Repeat each of the entries below word for word, with no changes.

+===+

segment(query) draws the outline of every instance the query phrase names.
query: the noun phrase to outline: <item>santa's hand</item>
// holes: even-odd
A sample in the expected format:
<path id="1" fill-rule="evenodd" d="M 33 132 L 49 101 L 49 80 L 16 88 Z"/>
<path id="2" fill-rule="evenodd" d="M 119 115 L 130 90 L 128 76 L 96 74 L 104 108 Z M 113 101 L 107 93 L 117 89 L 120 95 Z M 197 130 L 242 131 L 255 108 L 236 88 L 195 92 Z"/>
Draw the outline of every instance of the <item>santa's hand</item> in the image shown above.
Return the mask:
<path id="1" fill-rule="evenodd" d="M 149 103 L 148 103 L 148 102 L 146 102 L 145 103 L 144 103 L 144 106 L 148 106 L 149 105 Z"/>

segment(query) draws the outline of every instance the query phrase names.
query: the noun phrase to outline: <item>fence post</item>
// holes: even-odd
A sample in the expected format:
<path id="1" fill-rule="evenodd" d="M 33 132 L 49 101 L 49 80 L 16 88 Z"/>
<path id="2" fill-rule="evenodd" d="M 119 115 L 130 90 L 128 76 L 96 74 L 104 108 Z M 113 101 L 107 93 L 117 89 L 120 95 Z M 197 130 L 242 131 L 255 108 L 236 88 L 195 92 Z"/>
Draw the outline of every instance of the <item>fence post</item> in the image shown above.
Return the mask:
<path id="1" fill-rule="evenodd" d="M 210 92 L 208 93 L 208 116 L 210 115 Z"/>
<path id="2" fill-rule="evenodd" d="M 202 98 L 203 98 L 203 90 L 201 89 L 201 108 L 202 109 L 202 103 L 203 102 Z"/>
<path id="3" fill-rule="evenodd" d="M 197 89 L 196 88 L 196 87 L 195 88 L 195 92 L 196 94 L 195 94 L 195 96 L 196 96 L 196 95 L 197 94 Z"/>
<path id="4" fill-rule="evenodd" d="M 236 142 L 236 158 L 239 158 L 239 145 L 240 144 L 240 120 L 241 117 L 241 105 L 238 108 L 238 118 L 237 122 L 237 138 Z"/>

+===+

### EXERCISE ANSWER
segment(query) draws the outline of every instance the query phrase names.
query: the noun phrase to outline: <item>santa's hand</item>
// holes: even-odd
A sample in the expected format:
<path id="1" fill-rule="evenodd" d="M 33 132 L 49 101 L 49 80 L 16 88 Z"/>
<path id="2" fill-rule="evenodd" d="M 119 115 L 130 90 L 128 76 L 96 74 L 104 108 Z M 113 101 L 107 93 L 117 89 L 120 95 Z M 197 130 L 242 131 L 255 108 L 236 88 L 195 92 Z"/>
Draw the outline of every instance of the <item>santa's hand</item> in the image shown above.
Return the mask:
<path id="1" fill-rule="evenodd" d="M 149 103 L 148 103 L 148 102 L 146 102 L 145 103 L 144 103 L 144 106 L 148 106 L 149 105 Z"/>

segment(query) draws the outline of every instance the query phrase names.
query: the noun phrase to outline: <item>fence post</item>
// holes: even-odd
A sample in the expected format:
<path id="1" fill-rule="evenodd" d="M 33 132 L 49 101 L 49 80 L 16 88 Z"/>
<path id="2" fill-rule="evenodd" d="M 119 115 L 130 90 L 128 76 L 96 74 L 104 108 Z M 113 101 L 107 93 L 117 89 L 120 95 Z M 197 130 L 242 131 L 255 108 L 236 88 L 195 92 Z"/>
Draw the outline of every instance of the <item>fence post</item> in the image shown above.
Return the mask:
<path id="1" fill-rule="evenodd" d="M 210 92 L 208 93 L 208 116 L 210 115 Z"/>
<path id="2" fill-rule="evenodd" d="M 202 98 L 203 98 L 203 90 L 201 89 L 201 108 L 202 109 L 202 103 L 203 102 Z"/>
<path id="3" fill-rule="evenodd" d="M 197 89 L 196 88 L 196 87 L 195 88 L 195 92 L 196 94 L 195 94 L 195 96 L 196 96 L 196 95 L 197 94 Z"/>
<path id="4" fill-rule="evenodd" d="M 236 142 L 236 158 L 239 158 L 239 145 L 240 144 L 240 120 L 241 117 L 241 105 L 238 108 L 238 118 L 237 122 L 237 138 Z"/>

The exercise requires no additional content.